- Assigned task
Here, the job is to give back every entry below unchanged, omitting pictures.

- Records supplied

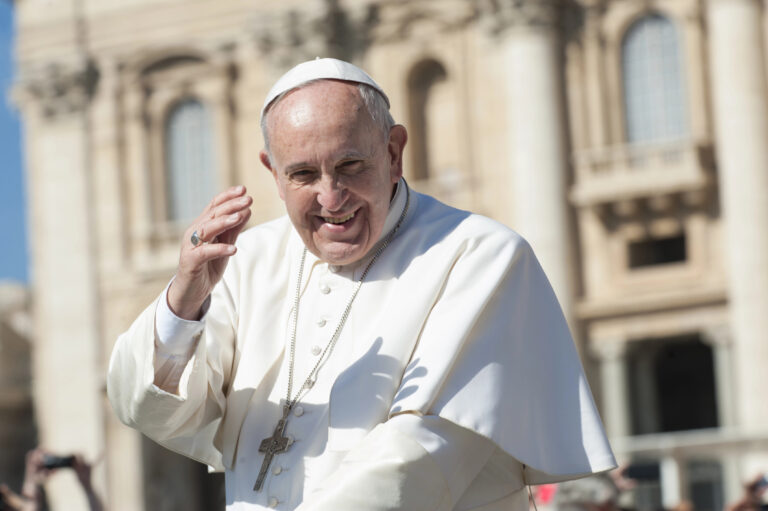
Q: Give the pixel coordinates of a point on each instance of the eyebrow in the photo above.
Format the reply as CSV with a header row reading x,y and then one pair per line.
x,y
347,156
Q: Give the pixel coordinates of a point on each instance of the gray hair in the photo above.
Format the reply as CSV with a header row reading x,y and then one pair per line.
x,y
374,102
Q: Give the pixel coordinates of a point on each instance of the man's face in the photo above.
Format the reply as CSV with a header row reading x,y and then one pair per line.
x,y
334,168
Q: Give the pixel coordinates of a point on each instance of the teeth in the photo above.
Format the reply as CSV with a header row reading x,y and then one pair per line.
x,y
341,220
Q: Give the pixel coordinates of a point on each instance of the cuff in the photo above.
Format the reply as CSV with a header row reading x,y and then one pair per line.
x,y
176,335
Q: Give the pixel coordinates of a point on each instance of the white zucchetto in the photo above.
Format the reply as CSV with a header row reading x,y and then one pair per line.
x,y
320,69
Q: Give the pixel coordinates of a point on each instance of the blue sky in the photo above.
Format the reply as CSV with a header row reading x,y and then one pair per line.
x,y
13,248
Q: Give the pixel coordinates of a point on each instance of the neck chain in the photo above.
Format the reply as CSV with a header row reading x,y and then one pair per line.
x,y
279,443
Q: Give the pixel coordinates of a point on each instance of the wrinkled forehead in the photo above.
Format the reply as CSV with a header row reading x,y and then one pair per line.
x,y
318,100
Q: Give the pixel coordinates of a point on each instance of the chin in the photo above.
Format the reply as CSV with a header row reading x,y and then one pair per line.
x,y
342,257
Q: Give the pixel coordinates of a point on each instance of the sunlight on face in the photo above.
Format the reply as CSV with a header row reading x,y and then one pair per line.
x,y
334,169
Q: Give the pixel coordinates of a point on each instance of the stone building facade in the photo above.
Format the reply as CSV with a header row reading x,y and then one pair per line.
x,y
624,138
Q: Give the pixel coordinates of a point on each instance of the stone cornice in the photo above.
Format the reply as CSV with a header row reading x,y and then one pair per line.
x,y
58,89
324,29
503,15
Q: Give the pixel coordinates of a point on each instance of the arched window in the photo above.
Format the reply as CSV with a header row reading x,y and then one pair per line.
x,y
190,176
654,97
424,78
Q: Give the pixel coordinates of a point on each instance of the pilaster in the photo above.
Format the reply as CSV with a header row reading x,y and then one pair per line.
x,y
537,144
55,99
614,384
740,98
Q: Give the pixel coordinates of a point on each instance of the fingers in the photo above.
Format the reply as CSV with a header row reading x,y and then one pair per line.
x,y
227,195
228,210
208,231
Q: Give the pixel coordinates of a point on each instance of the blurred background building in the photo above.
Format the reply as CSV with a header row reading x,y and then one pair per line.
x,y
626,139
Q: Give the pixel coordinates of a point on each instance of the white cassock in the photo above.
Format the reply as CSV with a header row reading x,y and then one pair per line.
x,y
453,384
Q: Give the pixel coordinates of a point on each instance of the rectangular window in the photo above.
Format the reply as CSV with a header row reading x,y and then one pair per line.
x,y
655,251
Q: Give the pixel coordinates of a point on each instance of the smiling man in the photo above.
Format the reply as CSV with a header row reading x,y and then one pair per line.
x,y
373,350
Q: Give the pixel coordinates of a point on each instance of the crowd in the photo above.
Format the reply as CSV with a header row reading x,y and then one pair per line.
x,y
40,465
603,492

- Exercise result
Q: Give the pixel coordinates of a point on each instance of the eyebrow in the photo above.
Format the reply as CSV with a header row reading x,y and then one pair per line.
x,y
347,156
Q: Give the pixel coordinates of a point on each instance of the gray hair in the photo above.
Format the reply as CSV with a header row reading x,y and then one pair per line.
x,y
374,102
Q: Give the pixel coordinates of a point on each instance of the man's face in the photo above.
Format the reply as CSV with a header row reading x,y and then one pair per line.
x,y
334,168
Q: Give the pixel coordinates of a point on each instance of the teeth in the photo above.
Format the reply as CSV with a header row reading x,y and then one pair per line.
x,y
341,220
Q: Give the pixel coordinates of a point on each instance of the cuff in the photo above.
Format the reply as CSV with a header row reading x,y and then one pair per line.
x,y
176,335
Q: Give the pixel coordinates of a point on each instance of the white zucchetto in the photo above.
Format the reply as CSV with a header row reading x,y and then one pair per line.
x,y
320,69
Q: Give the pixel coordinates of a point on each instance of the blue sky in the photo above.
Format the reply as CSV with a header row reading x,y and then one pair per line.
x,y
13,248
Q: Give the pixel coordinates of a point on each instance of the neck chain in the photo above.
Format the reply as CSV with a header row reading x,y and then one pair per line.
x,y
279,443
Q: Give the pixel coordinates of a point on each instance of the wrinkled forehead in the photo above.
Format the reply as CSV with a header row reading x,y and then one pair per line.
x,y
318,100
Q: Give the pixel coordinates of a point on each instance of the chin in the photo above.
Format the reply as CSV with a header row reading x,y and then one pair per line.
x,y
342,257
Q: Give the pixel coordinates of a point on each instance of the sunlight on face in the photo above.
Format the reply as CSV with a header row reading x,y and then one pair per line.
x,y
334,169
Q: Give the pixel coordinates of a point on each instance of the stone building facade in the photo above.
Format the reply as CSV with a header row reading x,y and then one pair per line.
x,y
624,138
Q: Give the pixel coordinates of a point on each instance of the stone cornice in the photo above.
Format the reply as CSV with a header row reading x,y and then one pair per line.
x,y
58,89
324,29
503,15
Q: Give the pixel coordinates of a point on each instance of the arched window in the photo above.
Format the reply as CSV with a header row reading x,y and then one pair per line.
x,y
190,176
654,97
424,78
Q: Give the pixel coordinates of a point on each instance of the pilaster in the photo above.
Format the reply as CSV with a header row reading x,y and then one pair per line.
x,y
537,144
55,99
614,384
740,98
Q: Give the pixel coordinates of a point on each instance of the fingers in the photo above.
Format the reply as CSV with a header row reading x,y and then one pair per line.
x,y
227,195
228,210
208,231
Q: Give the pixel coordinates of a point on each instance of the blurred background building in the photo above.
Format the reply as CSV with a header row reading x,y and then one pair per line.
x,y
626,139
Q: Give the pixel coordinates of a point on each instance of the white cassock in the photo above.
Format the reply as CSV with a header row reading x,y and then one pair per line.
x,y
453,384
Q: Give the pixel coordinates of a point on each instance of the rectangular window in the photo above.
Format the reply as CSV with a header row reading x,y and then one pair per line.
x,y
655,251
Q: Give the pixel coordinates of a point on each instance of the smiling man in the photo above.
Format the reply as CSV with a header row reading x,y and then one pair per line.
x,y
373,350
Q: Give the pixel coordinates of a point on each instance of the crowd in the photo above.
Format the reply as CSV with a header row reading x,y and then one pair per line.
x,y
40,465
603,492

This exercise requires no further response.